> Aim of the task
Spot each line in the data below containing "window" and copy it.

> Material to process
=-=-=-=-=

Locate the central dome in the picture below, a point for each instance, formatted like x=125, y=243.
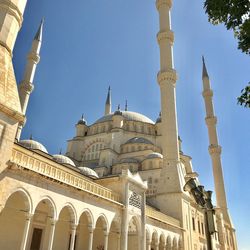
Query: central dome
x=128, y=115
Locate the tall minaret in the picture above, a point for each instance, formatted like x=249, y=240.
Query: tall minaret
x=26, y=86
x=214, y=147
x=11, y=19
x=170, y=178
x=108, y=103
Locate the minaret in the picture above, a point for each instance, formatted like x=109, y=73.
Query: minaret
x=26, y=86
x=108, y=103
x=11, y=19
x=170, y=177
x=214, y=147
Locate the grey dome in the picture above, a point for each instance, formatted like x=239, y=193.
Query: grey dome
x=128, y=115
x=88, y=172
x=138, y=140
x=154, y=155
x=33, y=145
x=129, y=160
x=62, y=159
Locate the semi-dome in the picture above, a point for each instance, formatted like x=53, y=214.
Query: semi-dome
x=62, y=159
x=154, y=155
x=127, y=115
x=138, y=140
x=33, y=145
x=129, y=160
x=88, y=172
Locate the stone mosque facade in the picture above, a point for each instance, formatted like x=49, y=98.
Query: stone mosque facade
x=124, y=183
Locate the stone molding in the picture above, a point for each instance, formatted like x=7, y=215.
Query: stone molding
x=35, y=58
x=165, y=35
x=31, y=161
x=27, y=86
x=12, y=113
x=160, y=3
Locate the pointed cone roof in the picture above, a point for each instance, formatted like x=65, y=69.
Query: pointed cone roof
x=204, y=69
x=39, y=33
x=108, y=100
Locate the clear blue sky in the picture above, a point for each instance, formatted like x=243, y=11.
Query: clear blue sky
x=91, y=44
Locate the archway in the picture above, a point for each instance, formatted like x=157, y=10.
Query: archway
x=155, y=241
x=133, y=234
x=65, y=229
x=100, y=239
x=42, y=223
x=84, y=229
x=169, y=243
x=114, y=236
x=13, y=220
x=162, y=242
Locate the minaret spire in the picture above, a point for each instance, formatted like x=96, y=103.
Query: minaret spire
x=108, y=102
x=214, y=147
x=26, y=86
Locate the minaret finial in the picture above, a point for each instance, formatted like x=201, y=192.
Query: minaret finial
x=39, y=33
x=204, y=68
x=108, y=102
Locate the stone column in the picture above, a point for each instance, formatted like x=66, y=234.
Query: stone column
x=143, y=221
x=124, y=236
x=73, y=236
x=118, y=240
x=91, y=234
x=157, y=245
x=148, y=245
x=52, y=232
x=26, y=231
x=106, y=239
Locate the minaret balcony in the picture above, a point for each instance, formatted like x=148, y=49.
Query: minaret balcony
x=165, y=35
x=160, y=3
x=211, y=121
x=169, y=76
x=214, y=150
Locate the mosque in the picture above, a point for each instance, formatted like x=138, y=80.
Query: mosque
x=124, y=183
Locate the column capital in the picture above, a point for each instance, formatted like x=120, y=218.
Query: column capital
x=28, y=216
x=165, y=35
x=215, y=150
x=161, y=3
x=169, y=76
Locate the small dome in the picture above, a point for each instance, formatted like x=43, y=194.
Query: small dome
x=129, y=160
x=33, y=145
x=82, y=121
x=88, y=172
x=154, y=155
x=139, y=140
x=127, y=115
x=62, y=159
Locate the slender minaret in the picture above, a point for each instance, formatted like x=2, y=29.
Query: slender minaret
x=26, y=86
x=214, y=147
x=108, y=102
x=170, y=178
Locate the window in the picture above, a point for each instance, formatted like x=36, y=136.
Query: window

=-=-=-=-=

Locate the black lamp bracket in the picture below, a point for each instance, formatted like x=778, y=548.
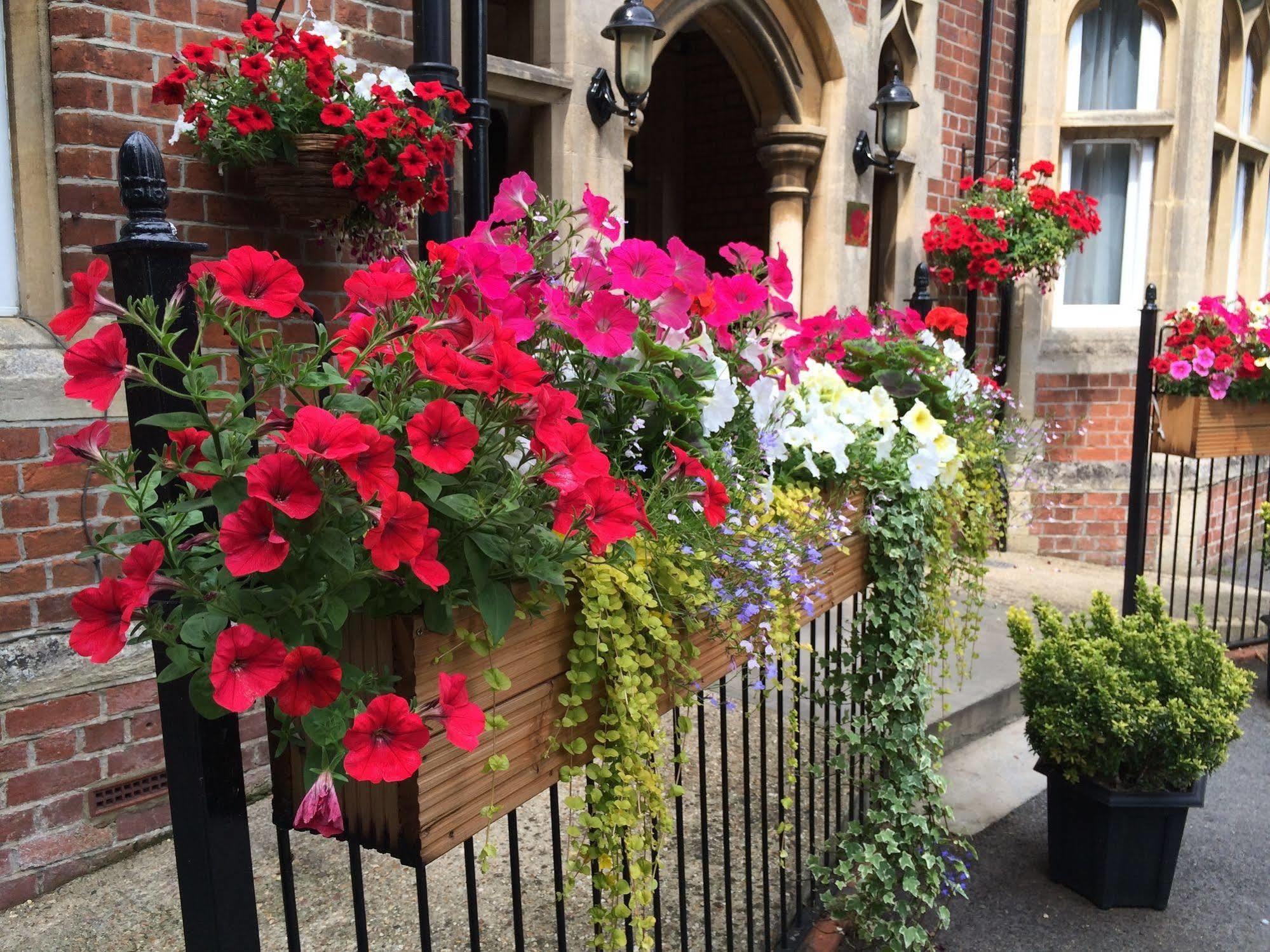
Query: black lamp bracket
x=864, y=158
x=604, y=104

=-=-=-=-=

> Solution
Locate the window in the picture above, a point for each instance, formatted like x=36, y=136.
Query: window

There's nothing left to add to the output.